● SET EXERCISE: Everything from the line containing "Return one point per instance of the mountain" through the final line of the records must be transcribed verbatim; nothing else belongs in the result.

● GIVEN DATA:

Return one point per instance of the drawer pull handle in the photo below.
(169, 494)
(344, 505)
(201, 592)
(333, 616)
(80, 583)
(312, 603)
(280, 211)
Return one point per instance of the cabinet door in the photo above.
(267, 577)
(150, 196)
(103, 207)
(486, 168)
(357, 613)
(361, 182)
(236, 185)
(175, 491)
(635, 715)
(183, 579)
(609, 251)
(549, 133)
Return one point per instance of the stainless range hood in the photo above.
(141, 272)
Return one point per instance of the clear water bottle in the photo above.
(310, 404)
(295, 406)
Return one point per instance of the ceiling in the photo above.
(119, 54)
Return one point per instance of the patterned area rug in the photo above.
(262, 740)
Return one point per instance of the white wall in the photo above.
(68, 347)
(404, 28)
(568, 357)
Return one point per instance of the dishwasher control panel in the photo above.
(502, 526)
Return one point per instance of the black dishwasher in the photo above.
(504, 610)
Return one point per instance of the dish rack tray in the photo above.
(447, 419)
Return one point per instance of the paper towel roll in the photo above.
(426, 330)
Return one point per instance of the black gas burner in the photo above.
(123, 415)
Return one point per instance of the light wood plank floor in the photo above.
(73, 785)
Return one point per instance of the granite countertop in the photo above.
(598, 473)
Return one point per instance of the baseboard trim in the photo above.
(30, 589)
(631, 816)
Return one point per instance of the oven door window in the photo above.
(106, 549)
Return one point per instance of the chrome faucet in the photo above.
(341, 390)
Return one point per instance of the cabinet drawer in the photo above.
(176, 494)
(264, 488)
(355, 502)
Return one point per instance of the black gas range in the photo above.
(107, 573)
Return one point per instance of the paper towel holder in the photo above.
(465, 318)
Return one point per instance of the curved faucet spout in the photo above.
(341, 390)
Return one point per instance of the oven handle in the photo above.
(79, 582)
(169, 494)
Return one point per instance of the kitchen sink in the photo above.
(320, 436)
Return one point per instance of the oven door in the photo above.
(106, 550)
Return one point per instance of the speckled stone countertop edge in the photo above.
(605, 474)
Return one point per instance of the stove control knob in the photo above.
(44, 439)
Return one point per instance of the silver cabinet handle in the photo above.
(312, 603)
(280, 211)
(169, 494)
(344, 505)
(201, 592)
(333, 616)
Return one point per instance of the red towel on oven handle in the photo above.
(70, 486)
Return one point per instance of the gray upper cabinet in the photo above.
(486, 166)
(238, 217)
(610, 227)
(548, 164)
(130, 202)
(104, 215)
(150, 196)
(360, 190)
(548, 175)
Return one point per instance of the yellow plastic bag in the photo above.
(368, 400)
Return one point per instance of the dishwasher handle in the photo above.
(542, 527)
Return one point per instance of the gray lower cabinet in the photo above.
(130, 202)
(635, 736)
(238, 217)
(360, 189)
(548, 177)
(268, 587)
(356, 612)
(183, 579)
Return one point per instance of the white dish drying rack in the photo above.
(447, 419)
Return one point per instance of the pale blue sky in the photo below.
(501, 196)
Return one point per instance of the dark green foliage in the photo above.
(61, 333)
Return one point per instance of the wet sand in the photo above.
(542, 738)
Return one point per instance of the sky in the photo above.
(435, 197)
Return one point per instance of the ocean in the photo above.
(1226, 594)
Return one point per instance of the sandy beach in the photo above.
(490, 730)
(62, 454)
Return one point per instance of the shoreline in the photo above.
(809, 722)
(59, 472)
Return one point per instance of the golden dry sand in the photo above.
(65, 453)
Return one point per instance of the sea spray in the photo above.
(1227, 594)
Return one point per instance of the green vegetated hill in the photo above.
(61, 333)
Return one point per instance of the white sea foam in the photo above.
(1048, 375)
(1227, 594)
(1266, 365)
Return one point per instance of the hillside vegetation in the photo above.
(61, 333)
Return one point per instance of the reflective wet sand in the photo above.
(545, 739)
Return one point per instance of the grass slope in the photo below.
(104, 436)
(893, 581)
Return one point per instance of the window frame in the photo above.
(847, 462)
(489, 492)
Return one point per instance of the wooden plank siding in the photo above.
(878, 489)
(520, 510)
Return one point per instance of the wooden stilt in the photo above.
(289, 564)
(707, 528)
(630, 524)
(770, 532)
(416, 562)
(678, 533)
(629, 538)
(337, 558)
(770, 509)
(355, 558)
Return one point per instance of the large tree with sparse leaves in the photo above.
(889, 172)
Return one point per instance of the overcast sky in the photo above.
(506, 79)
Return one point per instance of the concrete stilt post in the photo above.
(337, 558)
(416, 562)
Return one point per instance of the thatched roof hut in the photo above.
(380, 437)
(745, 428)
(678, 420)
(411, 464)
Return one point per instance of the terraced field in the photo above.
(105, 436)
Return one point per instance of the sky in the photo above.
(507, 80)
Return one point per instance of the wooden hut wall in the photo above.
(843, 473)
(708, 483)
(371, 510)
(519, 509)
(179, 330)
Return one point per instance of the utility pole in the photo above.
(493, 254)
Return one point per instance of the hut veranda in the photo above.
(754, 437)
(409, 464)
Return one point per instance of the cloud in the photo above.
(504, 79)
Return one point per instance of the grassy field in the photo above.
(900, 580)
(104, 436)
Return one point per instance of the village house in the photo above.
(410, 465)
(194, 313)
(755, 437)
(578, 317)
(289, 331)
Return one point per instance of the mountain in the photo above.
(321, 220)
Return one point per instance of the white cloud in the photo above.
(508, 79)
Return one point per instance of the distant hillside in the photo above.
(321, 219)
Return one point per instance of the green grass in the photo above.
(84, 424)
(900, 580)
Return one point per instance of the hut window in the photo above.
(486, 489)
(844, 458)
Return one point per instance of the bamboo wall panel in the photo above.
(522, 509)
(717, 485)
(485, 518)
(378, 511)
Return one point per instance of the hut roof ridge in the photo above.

● ANSWER BELOW:
Return one point per instance of the mountain in the photo above.
(321, 220)
Return one point per instance of the white cloud in the photo above.
(508, 79)
Return one point per instance of the distant hillside in the photo above.
(321, 219)
Return one point per instance of the green grass in the photo above.
(84, 424)
(900, 580)
Return one point per instance of the hut window in the photo above.
(486, 489)
(844, 458)
Return one point per instance of the bamboo wall panel in the photo above.
(522, 509)
(717, 485)
(485, 518)
(378, 511)
Return one point per instance of the hut roof ridge in the photo above.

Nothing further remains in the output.